• [PAGE EXTRACT]:
During the first months of 2016, my research team and I started tracking the genetics of the Zika virus’ spread across the world using Nvector, a tool developed, and currently only in use in our laboratory at the Department of Bioinformatics and Computational Biology at the University of North Carolina, Charlotte. The combination of traditional phylogenetic tools and Nvector allowed us to rapidly perform phylogenetic analyses of the genomic differences and relationships of the Zika virus sequences generated by different research groups around the world, and project the generated phylogenetic trees onto a global map. This approach was pioneered by Daniel Janies, PhD, a Carol Grotnes Belk Distinguished Professor of Bioinformatics and Genomics at University of North Carolina at Charlotte, who had performed similar analyses during prior outbreaks of Middle East Respiratory Syndrome (MERS) and influenza A viruses.
With these analyses, we were able to phylogenetically demonstrate that the viral sequences obtained from Zika as it crossed the Pacific Ocean (and subsequently radiated across northern Latin America and the Caribbean) were unlikely to be derived from the African strain of the virus, which was first described in 1947. The sequences from Brazilian and Pacific Island Zika isolates clearly clustered as a different strain, or clade, and were found to be more closely related to the historic Asian rather than the historic African isolates. This cluster is now usually referred to as the Asian-Pacific-American strain (also known as the Asian strain). Our review of the historic literature as well as subsequent genetic analyses suggests that these African and Asian genetic clusters (or clades) had circulated largely independently for many years prior to the first detection of the virus in the Zika forest of Uganda in 1947.
When analyzing the metadata associated with these various sequences, we realized that most of the Zika sequences isolated in Africa were from either different species of mosquitoes or from non-human primates, rather than from patients, whereas the available Asian sequence accessions were exactly the opposite; most Asian Zika sequences were sourced from human serum-isolated virus. This observation raised concerns about intrinsic selection bias and skewing within the available data, which we highlighted in our study
published in Cladistics
in December 2016, as the consistency and predictive value of our analyses were dependent on the data available at the time.
In early 2016, one of the most pressing questions surrounding Zika, was why the virus appeared to be causing a (previously unreported) birth defect syndrome in infants, as well as Guillain-Barré syndrome (GBS) in adults. We hypothesized that both syndromes may reflect a type of autoimmunity, which could have been triggered by changes in the Zika genome, and that we could quickly gain insight into this possibility using computational modeling tools. As we were already investigating the phylogenetics and evolution of the Zika virus, it was fairly straightforward to search these evolving viral sequences for changes in predicted Zika virus protein B cell epitopes, and then compare these evolving Zika epitopes to computationally predicted human protein epitope sequences.

• [AIM OF THE EXERCISE]: Update the Zika research text from "In early 2016, one" up to and including "protein epitope sequences.", using "computer modeling tools" in place of "computational modeling tools".

• [STUDY MATERIAL]:

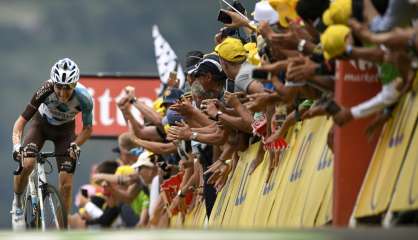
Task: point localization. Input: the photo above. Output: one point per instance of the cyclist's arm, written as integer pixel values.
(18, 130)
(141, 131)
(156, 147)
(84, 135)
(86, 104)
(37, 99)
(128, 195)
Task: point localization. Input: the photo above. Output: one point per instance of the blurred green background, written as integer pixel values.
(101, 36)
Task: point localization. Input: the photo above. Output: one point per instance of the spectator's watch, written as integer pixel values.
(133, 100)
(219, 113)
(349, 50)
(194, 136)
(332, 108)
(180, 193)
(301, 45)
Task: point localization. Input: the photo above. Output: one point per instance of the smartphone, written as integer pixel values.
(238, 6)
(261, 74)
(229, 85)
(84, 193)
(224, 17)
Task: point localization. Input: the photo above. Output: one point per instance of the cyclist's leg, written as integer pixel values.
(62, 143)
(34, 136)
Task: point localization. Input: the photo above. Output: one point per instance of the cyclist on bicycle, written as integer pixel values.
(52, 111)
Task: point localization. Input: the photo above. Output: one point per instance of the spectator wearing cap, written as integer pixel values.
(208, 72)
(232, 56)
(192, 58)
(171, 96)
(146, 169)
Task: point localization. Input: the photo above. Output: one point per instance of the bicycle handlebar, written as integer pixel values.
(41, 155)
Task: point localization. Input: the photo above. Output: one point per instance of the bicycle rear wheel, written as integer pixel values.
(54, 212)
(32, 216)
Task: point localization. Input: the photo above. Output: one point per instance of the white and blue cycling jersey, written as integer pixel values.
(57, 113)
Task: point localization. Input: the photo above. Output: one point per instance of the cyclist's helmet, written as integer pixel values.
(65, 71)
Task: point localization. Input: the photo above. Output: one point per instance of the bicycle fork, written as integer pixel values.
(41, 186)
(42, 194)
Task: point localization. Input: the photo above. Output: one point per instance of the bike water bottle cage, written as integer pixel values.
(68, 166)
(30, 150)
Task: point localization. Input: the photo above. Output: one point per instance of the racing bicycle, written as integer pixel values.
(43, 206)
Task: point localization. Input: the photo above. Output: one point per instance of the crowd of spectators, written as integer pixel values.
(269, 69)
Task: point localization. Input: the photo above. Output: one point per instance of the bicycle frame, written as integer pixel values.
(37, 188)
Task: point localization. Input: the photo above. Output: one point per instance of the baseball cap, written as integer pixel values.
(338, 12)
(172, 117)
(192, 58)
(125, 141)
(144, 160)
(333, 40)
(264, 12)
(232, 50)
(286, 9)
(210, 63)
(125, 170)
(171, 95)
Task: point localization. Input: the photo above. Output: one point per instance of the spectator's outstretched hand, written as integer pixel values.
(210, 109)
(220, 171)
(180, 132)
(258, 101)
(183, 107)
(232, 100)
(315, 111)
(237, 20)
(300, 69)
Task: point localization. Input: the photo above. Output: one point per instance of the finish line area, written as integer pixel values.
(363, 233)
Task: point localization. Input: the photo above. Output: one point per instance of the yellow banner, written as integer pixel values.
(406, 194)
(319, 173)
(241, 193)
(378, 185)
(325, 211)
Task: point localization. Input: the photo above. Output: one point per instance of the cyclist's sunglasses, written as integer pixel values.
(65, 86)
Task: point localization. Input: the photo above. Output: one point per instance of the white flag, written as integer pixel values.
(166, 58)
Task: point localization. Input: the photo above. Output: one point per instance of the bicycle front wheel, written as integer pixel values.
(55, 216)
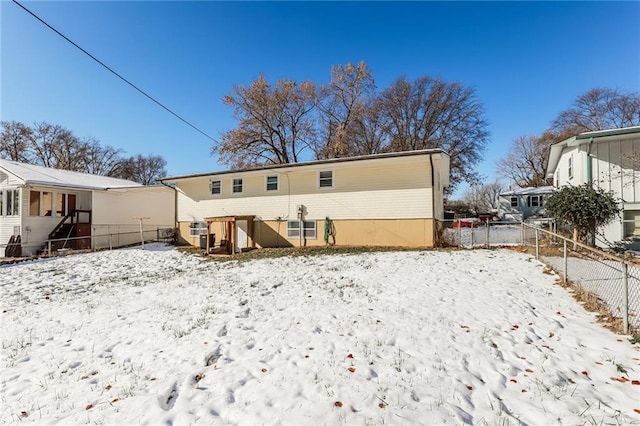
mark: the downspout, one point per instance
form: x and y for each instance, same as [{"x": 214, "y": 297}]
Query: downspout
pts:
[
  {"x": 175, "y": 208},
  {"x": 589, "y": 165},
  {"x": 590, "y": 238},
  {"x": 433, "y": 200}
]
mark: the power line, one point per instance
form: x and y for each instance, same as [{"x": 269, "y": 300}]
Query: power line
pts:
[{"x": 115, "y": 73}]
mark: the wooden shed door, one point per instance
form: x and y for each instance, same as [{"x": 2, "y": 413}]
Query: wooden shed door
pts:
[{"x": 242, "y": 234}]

* * *

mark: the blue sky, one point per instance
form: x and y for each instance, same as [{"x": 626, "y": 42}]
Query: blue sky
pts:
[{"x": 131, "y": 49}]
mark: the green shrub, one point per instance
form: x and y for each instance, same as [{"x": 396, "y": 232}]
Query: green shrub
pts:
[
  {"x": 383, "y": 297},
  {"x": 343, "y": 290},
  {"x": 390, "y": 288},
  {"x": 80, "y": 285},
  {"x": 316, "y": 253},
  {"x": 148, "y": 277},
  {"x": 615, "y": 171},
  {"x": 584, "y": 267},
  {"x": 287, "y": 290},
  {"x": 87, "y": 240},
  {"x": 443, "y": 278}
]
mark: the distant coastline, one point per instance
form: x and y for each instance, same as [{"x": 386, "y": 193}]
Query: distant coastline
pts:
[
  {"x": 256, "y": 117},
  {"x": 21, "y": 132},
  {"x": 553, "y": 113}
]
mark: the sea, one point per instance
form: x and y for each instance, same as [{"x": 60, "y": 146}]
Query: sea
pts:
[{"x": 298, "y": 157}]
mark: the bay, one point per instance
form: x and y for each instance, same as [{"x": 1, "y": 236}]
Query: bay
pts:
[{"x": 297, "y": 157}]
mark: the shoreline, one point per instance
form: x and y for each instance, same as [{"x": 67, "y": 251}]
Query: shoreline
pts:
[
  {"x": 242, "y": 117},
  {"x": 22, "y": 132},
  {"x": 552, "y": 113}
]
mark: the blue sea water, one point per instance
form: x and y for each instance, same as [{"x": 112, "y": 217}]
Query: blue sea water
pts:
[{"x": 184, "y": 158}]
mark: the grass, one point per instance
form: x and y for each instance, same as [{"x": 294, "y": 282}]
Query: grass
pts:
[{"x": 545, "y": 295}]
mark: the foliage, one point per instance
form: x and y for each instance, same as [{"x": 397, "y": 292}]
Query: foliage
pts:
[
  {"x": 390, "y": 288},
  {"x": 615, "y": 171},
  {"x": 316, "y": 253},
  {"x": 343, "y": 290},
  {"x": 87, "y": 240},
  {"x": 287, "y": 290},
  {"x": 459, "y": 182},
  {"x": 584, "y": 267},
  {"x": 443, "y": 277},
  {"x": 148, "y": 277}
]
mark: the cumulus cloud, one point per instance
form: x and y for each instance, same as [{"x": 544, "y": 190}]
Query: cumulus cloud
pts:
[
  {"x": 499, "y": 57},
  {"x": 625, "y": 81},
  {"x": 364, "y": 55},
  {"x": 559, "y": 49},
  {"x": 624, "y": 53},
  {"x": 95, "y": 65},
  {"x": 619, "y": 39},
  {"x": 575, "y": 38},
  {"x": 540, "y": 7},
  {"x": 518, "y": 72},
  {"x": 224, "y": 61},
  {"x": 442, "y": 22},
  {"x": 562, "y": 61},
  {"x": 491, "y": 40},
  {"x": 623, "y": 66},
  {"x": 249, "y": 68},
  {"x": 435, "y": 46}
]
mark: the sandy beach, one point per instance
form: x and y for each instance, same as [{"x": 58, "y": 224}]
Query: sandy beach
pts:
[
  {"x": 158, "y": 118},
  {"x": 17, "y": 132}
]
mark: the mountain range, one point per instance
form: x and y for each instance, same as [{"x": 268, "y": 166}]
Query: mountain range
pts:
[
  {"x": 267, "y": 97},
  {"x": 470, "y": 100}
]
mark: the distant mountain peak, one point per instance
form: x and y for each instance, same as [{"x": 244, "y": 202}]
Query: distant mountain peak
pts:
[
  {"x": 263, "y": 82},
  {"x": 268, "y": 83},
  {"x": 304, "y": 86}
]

==

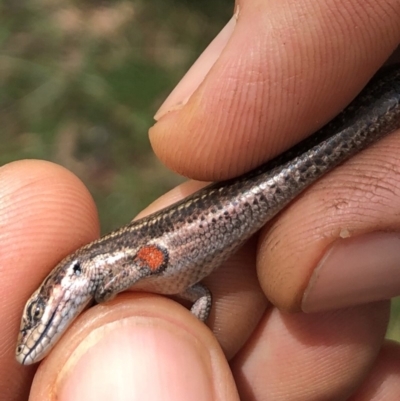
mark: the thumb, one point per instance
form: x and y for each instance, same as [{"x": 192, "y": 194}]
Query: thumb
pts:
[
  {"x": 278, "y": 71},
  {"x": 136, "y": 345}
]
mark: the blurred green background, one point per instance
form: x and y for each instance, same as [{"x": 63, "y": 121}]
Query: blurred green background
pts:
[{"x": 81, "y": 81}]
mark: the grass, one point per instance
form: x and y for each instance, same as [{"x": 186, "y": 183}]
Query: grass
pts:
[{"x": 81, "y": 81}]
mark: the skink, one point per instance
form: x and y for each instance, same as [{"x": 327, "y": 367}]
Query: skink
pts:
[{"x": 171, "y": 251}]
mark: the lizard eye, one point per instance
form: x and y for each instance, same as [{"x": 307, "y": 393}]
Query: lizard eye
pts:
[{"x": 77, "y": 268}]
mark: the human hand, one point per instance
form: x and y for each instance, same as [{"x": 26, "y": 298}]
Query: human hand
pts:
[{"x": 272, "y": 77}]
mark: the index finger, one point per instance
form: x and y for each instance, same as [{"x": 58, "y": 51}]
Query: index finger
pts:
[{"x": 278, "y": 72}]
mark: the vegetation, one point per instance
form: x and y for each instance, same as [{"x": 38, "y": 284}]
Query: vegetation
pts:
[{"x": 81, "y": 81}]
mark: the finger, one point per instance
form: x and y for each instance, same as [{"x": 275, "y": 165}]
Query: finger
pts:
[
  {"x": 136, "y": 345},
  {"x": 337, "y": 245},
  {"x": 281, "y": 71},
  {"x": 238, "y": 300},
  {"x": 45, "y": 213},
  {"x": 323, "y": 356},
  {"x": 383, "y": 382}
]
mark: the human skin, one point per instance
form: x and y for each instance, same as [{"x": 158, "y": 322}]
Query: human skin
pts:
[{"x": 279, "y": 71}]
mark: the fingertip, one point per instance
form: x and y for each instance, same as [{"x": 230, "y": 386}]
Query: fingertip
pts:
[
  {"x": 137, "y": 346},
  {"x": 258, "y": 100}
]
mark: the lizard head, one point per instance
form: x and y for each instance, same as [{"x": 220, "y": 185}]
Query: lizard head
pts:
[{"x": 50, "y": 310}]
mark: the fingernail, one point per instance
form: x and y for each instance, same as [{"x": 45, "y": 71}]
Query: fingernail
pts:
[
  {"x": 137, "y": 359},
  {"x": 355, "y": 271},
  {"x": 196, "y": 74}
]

• [SOLVED PROBLEM]:
In early 2016, one of the most pressing questions surrounding Zika, was why the virus appeared to be causing a (previously unreported) birth defect syndrome in infants, as well as Guillain-Barré syndrome (GBS) in adults. We hypothesized that both syndromes may reflect a type of autoimmunity, which could have been triggered by changes in the Zika genome, and that we could quickly gain insight into this possibility using computer modeling tools. As we were already investigating the phylogenetics and evolution of the Zika virus, it was fairly straightforward to search these evolving viral sequences for changes in predicted Zika virus protein B cell epitopes, and then compare these evolving Zika epitopes to computationally predicted human protein epitope sequences.